Exercise inputs START
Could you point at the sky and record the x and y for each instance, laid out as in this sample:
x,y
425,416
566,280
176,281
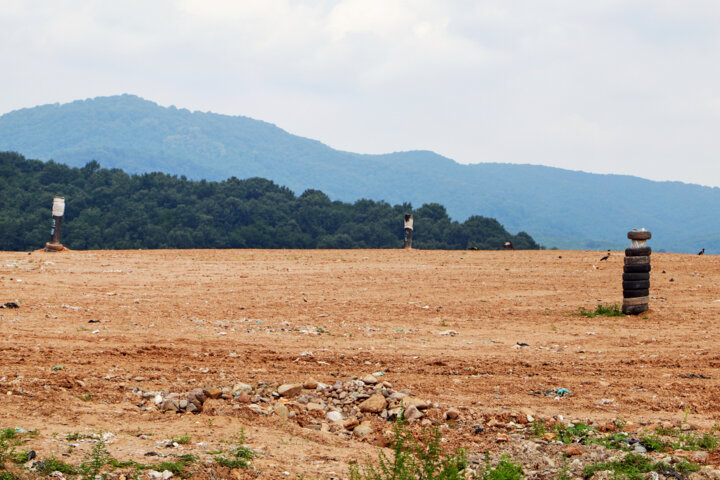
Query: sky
x,y
626,87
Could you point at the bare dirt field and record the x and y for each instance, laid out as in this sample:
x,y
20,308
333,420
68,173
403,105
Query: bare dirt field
x,y
96,331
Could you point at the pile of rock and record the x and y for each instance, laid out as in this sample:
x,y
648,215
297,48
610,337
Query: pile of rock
x,y
174,402
347,406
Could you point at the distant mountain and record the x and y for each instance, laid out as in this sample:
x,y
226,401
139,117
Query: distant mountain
x,y
562,208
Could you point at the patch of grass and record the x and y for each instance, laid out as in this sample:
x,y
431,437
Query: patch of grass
x,y
183,440
504,470
614,441
577,432
539,428
95,461
632,467
238,456
177,467
602,311
414,458
21,458
52,464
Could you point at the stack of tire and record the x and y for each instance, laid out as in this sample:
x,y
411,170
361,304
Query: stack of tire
x,y
636,274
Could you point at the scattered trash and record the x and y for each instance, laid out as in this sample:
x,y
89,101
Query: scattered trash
x,y
452,333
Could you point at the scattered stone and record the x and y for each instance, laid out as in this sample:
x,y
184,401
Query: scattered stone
x,y
289,389
281,410
363,429
334,416
370,379
412,414
241,387
573,450
213,393
375,404
155,475
452,414
351,423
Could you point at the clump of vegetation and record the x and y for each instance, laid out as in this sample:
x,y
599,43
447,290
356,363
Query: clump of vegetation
x,y
577,432
238,456
632,466
602,311
182,440
504,470
414,458
52,464
95,461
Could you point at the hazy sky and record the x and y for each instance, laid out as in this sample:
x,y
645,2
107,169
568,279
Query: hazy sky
x,y
626,86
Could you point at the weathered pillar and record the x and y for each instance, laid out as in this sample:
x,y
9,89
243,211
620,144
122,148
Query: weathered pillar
x,y
636,273
408,230
58,211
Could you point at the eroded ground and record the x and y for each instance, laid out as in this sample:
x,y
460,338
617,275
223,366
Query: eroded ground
x,y
443,325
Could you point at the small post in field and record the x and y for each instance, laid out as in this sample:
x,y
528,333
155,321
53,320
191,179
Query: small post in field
x,y
58,211
408,230
636,273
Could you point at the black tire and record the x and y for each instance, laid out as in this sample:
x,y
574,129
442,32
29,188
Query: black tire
x,y
637,268
629,277
634,309
636,293
638,252
639,235
643,260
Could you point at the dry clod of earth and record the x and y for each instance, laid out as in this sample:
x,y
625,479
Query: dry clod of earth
x,y
179,356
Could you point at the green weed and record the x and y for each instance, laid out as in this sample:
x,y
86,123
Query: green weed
x,y
633,466
239,456
602,311
183,440
504,470
414,458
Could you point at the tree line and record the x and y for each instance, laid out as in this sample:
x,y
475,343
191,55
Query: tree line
x,y
109,209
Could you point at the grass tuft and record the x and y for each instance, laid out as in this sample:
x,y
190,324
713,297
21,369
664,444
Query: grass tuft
x,y
602,311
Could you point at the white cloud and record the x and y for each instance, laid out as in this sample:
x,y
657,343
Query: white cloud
x,y
615,86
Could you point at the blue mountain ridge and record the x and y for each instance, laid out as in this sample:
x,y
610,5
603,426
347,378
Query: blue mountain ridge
x,y
561,208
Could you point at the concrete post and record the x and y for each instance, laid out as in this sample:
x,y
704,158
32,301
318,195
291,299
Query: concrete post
x,y
58,211
408,230
636,273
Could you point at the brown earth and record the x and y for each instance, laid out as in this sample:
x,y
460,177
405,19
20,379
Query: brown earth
x,y
177,320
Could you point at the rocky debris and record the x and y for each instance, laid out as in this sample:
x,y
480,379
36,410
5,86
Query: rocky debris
x,y
155,475
175,402
375,404
289,389
452,414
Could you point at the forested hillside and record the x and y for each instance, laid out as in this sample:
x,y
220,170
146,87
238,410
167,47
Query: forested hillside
x,y
562,208
109,209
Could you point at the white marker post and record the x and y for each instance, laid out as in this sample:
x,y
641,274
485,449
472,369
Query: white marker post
x,y
408,230
58,211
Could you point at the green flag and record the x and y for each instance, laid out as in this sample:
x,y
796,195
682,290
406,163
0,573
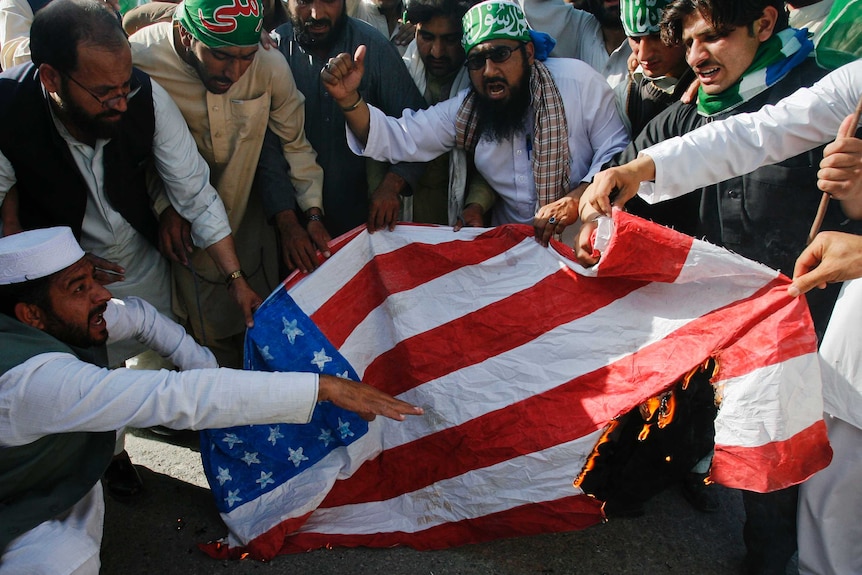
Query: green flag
x,y
839,42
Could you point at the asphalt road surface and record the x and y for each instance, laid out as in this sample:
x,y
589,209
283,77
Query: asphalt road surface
x,y
158,533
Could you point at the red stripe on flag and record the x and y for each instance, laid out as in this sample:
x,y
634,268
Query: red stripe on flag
x,y
571,410
756,344
642,250
774,465
385,275
494,329
568,514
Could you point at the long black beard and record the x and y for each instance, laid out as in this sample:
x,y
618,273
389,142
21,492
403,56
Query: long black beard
x,y
68,111
499,121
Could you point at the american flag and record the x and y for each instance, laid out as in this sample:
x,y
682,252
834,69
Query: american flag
x,y
521,359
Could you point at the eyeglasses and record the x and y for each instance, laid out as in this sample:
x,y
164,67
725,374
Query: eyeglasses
x,y
113,101
497,54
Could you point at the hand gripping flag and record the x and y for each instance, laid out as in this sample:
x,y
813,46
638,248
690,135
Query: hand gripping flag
x,y
521,359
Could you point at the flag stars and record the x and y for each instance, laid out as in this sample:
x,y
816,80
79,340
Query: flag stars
x,y
344,429
296,457
223,476
231,439
265,479
291,330
232,497
274,435
321,359
326,437
264,353
250,458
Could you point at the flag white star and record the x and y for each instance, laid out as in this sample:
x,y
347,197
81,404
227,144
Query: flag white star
x,y
223,475
344,429
296,457
232,497
326,437
291,330
231,439
321,359
265,479
250,458
264,353
274,434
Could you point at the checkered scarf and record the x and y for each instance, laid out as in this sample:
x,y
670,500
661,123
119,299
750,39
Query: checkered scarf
x,y
550,134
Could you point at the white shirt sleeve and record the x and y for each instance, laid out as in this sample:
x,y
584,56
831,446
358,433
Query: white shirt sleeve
x,y
16,16
57,393
185,173
134,318
742,143
417,136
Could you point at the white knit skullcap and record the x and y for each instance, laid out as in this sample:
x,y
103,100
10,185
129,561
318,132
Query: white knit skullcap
x,y
35,254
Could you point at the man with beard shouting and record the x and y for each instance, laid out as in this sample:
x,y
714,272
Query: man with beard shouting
x,y
80,128
319,29
229,92
538,131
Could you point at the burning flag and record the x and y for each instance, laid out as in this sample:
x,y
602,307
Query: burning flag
x,y
522,359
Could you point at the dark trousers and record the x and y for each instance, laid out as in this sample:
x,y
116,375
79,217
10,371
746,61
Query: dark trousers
x,y
770,530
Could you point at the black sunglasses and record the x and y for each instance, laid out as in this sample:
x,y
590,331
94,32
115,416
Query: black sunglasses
x,y
110,103
497,54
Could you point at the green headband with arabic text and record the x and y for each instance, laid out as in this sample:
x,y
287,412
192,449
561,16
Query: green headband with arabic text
x,y
641,17
222,23
493,20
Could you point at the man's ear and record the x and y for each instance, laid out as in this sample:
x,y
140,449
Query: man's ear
x,y
30,314
50,78
764,27
531,52
185,36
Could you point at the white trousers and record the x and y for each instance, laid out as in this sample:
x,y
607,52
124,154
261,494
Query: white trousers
x,y
64,546
830,508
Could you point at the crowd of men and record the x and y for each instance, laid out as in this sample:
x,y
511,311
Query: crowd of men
x,y
188,156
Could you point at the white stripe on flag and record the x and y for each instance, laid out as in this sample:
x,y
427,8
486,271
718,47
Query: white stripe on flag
x,y
753,414
546,475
Exercise inputs END
Task to carry out: The records above should be reproduced exactly, with no pictures included.

Written reply:
Could you point at the sky and record the x and y for each instance, laid out as in this sample:
x,y
425,416
566,280
176,281
Query: sky
x,y
626,87
Could you point at the bare dirt field and record the x and y for each instance, laid out as in this sample:
x,y
20,308
333,420
68,173
403,105
Query: bare dirt field
x,y
96,331
Could you point at the pile of rock and record the x and y for each instance, laid out as in this sample:
x,y
648,215
297,48
610,337
Query: pile of rock
x,y
174,402
347,406
Could you point at the distant mountain and record the x and y for each instance, laid out as in this sample:
x,y
226,401
139,117
Query: distant mountain
x,y
562,208
Could you point at the patch of grass and record the x and y for each instance, laid out as in this sample:
x,y
431,437
Query: patch of grass
x,y
183,440
504,470
614,441
577,432
539,428
95,461
632,467
238,456
177,467
602,311
414,458
21,458
52,464
Could you point at the stack of tire and record the x and y for each instance, laid out as in this sample:
x,y
411,170
361,304
Query: stack of tire
x,y
636,274
Could you point at the scattered trash and record the x and y for each instance, laid out as in this sample:
x,y
89,101
Query: scattered trash
x,y
452,333
Could you point at the scattered stone and record the x and y for each instance, laid out as in this sample:
x,y
184,401
Query: scattered stone
x,y
289,389
281,410
363,429
334,416
370,379
412,414
241,387
573,450
213,393
375,404
155,475
452,414
351,423
Could you point at the clump of vegetation and record the x and y for each instance, laid out as in this sample:
x,y
599,43
447,290
356,363
Query: clump of vegetation
x,y
577,432
238,456
632,466
602,311
182,440
504,470
414,458
52,464
95,461
Could you point at the hazy sky and record the x and y for each instance, laid out as in this sample:
x,y
645,2
107,169
568,279
Query: hazy sky
x,y
626,86
Could you point at the weathered pillar and record the x and y for each instance, laid out as in this sample:
x,y
9,89
243,211
620,144
122,148
Query: weathered pillar
x,y
636,273
408,230
58,211
Could you point at the eroded ground and record the x and y for each instance, laid out as in this sample:
x,y
460,338
617,275
223,366
Query: eroded ground
x,y
443,325
Could you point at the small post in field and record the x and y for each instance, laid out as in this sample:
x,y
528,333
155,321
53,320
191,179
Query: small post in field
x,y
58,211
408,230
636,273
Could you point at the black tire and record the x and y for each instance, laid out as in this sample:
x,y
574,129
442,32
29,188
Query: black tire
x,y
637,268
629,277
634,309
636,293
638,252
639,235
643,260
Could you point at the dry clod of earth and record the x and y for each instance, laid out as in this sample:
x,y
625,479
Query: dry clod of earth
x,y
179,356
Could you point at the green weed and record the x and y for each instance, laid out as in this sample:
x,y
86,123
Query: green weed
x,y
633,466
239,456
602,311
183,440
504,470
414,458
Could you point at the tree line and record the x and y for each instance, laid out as in this sample:
x,y
475,343
191,55
Query: tree line
x,y
109,209
Could you point at the grass tuft and record the x and y for each instance, laid out as in this sample:
x,y
190,324
713,297
21,369
664,444
Query: grass tuft
x,y
602,311
Could you point at the white cloud and record the x and y for each instance, laid out as in this sample:
x,y
657,343
Query: white cloud
x,y
615,86
Could you point at the blue mountain ridge and record the x and y for each instance, laid out as in this sample:
x,y
610,5
603,426
347,378
Query: blue mountain ridge
x,y
561,208
Could you point at the concrete post and record the x and y for each instance, laid out as in this sample:
x,y
704,158
32,301
318,195
291,299
Query: concrete post
x,y
58,211
408,230
636,273
Could you point at the brown earth and record the x and y for each instance, laid out as in this sample:
x,y
460,177
405,19
20,379
Query: brown earth
x,y
177,320
Could you point at the rocky debris and record the x and y for each instance, laid out as in this sample:
x,y
480,379
36,410
5,86
Query: rocky debris
x,y
155,475
175,402
375,404
289,389
452,414
Could you point at the forested hillside and record the x and y for each instance, laid out as in this sample:
x,y
220,170
146,87
238,410
167,47
Query: forested hillside
x,y
562,208
109,209
Could you point at the white marker post and record the x and y for each instance, laid out as in this sample:
x,y
641,274
485,449
472,369
Query: white marker post
x,y
408,230
58,211
Could you point at the green flag and record the x and y for each instance, laid out as in this sample:
x,y
796,195
682,290
406,163
0,573
Query: green flag
x,y
839,42
Could you point at the asphalt road surface and record the x and y for each instance, laid out as in this sample:
x,y
589,209
283,77
Query: asphalt road surface
x,y
158,533
Could you point at the red stripe on flag and record the x and y for each instance, laid out as in this sample:
x,y
634,268
Query: red stripe on flag
x,y
571,410
756,344
642,250
774,465
385,275
494,329
568,514
Could you point at the long black beard and record the x and y for each instance, laid out as in this sample:
x,y
618,273
389,142
21,492
403,56
Query: long black beard
x,y
68,111
499,121
Could you point at the american flag and record the x and y for each instance, laid out as in this sample:
x,y
682,252
834,69
Query: american flag
x,y
521,359
Could you point at the eyeglasses and record the x and y for each instance, laid out as in this sample:
x,y
164,67
725,374
Query: eyeglasses
x,y
113,101
497,54
Could you point at the hand gripping flag and record the x and y for each instance, laid out as in this sample:
x,y
813,46
638,248
690,135
Query: hand gripping flag
x,y
521,359
Could you point at the flag stars and record the x and y for each instance, laid out as in this sample:
x,y
816,80
79,340
Query: flag stars
x,y
344,429
296,457
223,476
231,439
265,479
291,330
232,497
274,435
321,359
326,437
264,353
250,458
Could you point at the flag white star and record the x and y for each instance, laid out as in this sample:
x,y
347,197
81,404
227,144
Query: flag white star
x,y
223,475
344,429
296,457
232,497
326,437
291,330
231,439
321,359
265,479
250,458
264,353
274,434
Could you point at the checkered scarf and record the x and y for each instance, laid out as in this sample:
x,y
670,500
661,123
119,299
750,39
Query: checkered scarf
x,y
550,134
Could you point at the white shirt sleeve and record the x and y for each instance, laid out as in this sample:
x,y
584,56
831,446
358,433
Query: white shirt sleeve
x,y
16,16
57,393
185,173
134,318
742,143
417,136
Could you point at the white knit skullcap and record the x and y for each instance, laid out as in this sample:
x,y
103,100
10,185
129,561
318,132
Query: white knit skullcap
x,y
35,254
Could you point at the man with beard shouting and record the x and y for each instance, laid out as in this sample:
x,y
714,272
Query: man with beard shouting
x,y
80,128
319,29
229,92
538,131
Could you point at the burning flag and record the x and y for each instance, laid out as in this sample:
x,y
602,307
Query: burning flag
x,y
522,359
Could you point at the dark trousers and record the x and y for each instance, laid out as in this sample:
x,y
116,375
79,217
10,371
746,61
Query: dark trousers
x,y
770,530
Could you point at the black sunglasses and record the x and y for each instance, laid out as in this sample:
x,y
590,331
94,32
115,416
Query: black sunglasses
x,y
110,103
497,54
Could you point at the green headband with arabic text and record the x and y for each instance, laid out as in this sample:
x,y
287,412
192,449
561,16
Query: green headband with arabic text
x,y
641,17
222,23
493,20
Could you point at the man's ear and record the x and y for each instance, laid out as in this sample:
x,y
140,449
Query: man's ear
x,y
30,314
50,78
764,27
531,52
185,36
Could you point at the white trousers and record the x and y for each instance, laid out as in this sample:
x,y
607,52
124,154
261,494
Query: white trousers
x,y
64,546
830,508
Could you point at the crowd of men and record the x and y for each instance, laid out as in this sample:
x,y
511,311
Query: crowd of men
x,y
188,156
Could you point at the white stripe on flag and record the x and y for each instance, laid out as in this sample:
x,y
427,8
486,271
718,47
Query: white stripe on flag
x,y
753,414
546,475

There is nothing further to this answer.